▶ _What the task asks_
Starting at the line that contains "man in striped", restate each line word for word through the final line of the data, keeping both ends.

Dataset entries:
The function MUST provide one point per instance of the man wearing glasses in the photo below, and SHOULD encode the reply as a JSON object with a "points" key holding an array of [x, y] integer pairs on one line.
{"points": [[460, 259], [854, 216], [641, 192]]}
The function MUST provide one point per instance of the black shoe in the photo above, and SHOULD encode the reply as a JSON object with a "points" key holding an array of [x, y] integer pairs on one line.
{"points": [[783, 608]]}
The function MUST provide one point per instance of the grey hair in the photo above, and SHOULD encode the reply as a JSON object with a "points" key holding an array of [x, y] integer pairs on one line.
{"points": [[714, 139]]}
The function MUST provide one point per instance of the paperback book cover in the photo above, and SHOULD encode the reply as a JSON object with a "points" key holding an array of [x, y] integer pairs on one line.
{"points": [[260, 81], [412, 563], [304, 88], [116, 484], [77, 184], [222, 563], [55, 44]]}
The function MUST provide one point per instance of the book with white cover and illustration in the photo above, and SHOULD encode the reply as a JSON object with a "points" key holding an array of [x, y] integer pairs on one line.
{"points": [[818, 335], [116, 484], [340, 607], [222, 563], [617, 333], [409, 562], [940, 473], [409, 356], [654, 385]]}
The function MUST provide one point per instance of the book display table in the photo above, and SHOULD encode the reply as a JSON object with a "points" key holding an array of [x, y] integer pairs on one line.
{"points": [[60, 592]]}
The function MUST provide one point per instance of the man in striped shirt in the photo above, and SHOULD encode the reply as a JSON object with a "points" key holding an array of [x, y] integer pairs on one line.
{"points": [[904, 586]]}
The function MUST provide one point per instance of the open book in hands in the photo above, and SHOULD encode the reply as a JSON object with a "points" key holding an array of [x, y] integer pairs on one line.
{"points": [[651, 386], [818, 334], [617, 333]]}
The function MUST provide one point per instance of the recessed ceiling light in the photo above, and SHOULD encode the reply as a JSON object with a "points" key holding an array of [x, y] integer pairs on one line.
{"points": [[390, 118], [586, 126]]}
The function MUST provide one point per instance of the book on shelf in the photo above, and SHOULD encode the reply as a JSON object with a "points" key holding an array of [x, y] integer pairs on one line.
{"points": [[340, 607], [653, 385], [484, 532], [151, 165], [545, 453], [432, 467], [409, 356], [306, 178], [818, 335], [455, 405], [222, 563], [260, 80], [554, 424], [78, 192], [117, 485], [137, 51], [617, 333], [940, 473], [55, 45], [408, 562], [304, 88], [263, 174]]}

▶ _Response to the task_
The function MUST provide one point per instance of the man in striped shirt in the photo above, and SHOULD encode the reply as a JSON object with a "points" key holding an array of [x, y] integer pairs on one line.
{"points": [[904, 586]]}
The function MUST provide one point per instance of the open book in hands in the photo above, and SHOULD encode the reply as a JSON object with a "points" key holding an array of [x, y] integer pairs on one line.
{"points": [[651, 386], [818, 334], [617, 333]]}
The function MUST provide one point per instance of the recessed ceiling light in the photo above, and SHOULD encode the reply as a JSON object with a "points" key holding an array of [x, y] integer pairs on one line.
{"points": [[390, 118], [586, 126]]}
The function MUST provide one point per instance of the book on shelf in the photo above, and SHOULD encode the reply as a JSON object with a "points" key holding an array of [x, y] integer pairs on one line.
{"points": [[340, 607], [653, 385], [484, 532], [151, 165], [545, 453], [432, 467], [409, 356], [306, 178], [818, 335], [455, 405], [222, 563], [260, 80], [554, 424], [78, 192], [117, 485], [137, 51], [617, 333], [940, 473], [55, 45], [408, 562], [304, 88], [263, 174]]}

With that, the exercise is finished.